╭─ Entries provided

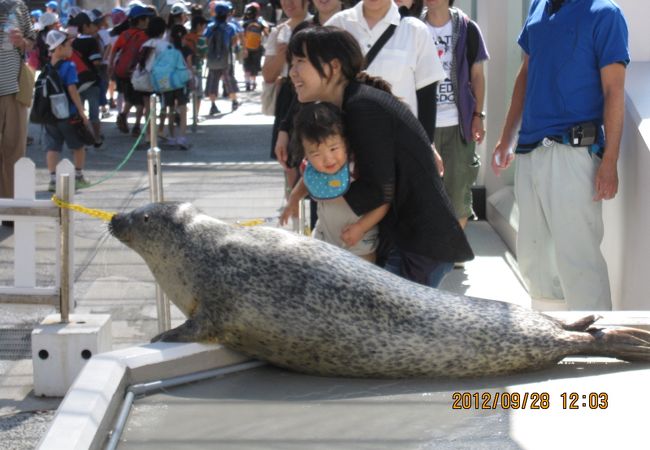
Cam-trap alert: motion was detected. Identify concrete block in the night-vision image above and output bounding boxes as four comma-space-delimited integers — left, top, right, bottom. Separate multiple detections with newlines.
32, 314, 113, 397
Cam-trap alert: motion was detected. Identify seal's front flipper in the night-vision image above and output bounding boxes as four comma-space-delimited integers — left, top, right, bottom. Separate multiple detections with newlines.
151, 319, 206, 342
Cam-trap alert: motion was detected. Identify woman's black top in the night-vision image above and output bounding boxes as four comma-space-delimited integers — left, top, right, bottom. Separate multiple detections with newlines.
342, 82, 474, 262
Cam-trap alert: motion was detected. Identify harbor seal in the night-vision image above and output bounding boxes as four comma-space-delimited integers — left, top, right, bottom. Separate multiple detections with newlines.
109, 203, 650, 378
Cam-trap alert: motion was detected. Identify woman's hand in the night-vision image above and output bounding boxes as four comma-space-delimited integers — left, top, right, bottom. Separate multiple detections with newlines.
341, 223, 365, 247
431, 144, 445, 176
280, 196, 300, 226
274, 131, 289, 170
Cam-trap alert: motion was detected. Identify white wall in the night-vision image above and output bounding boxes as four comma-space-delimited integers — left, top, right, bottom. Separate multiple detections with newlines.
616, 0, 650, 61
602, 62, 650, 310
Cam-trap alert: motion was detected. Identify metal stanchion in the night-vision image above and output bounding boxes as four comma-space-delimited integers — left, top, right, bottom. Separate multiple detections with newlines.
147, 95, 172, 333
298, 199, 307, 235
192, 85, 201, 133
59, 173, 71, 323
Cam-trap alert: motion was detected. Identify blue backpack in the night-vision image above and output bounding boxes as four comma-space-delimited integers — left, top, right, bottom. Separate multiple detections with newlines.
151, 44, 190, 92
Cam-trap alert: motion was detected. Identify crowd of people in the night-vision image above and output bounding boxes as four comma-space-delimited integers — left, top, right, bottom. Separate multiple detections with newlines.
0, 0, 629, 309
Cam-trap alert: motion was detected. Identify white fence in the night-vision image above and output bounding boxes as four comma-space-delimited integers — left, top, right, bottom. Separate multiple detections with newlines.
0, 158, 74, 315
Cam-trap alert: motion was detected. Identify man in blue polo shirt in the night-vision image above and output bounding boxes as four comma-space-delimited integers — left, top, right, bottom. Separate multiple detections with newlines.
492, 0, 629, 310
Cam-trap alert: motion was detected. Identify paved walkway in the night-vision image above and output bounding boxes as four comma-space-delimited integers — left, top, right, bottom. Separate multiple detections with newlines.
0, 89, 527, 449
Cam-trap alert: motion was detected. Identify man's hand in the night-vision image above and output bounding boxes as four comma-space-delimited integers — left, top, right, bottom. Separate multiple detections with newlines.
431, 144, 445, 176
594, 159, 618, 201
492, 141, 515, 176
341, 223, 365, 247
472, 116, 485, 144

╰─

Task to complete. Rescale the items from the line with "Cam-trap alert: motion was detected. Identify crowd" up to and including the line with "0, 0, 629, 309". Write out only these lines in full, requests included, with every bounding-box coordinate in the answers multiplied by 1.95 and rounded to a whole number, halves rounded up.

Exercise response.
Cam-trap alert: motion was detected. Identify crowd of people in the night-vision image above and output bounding boxes as four comma-space-delimited integers — left, top, right, bottom. Separate multiple detections with newlines.
0, 0, 1227, 603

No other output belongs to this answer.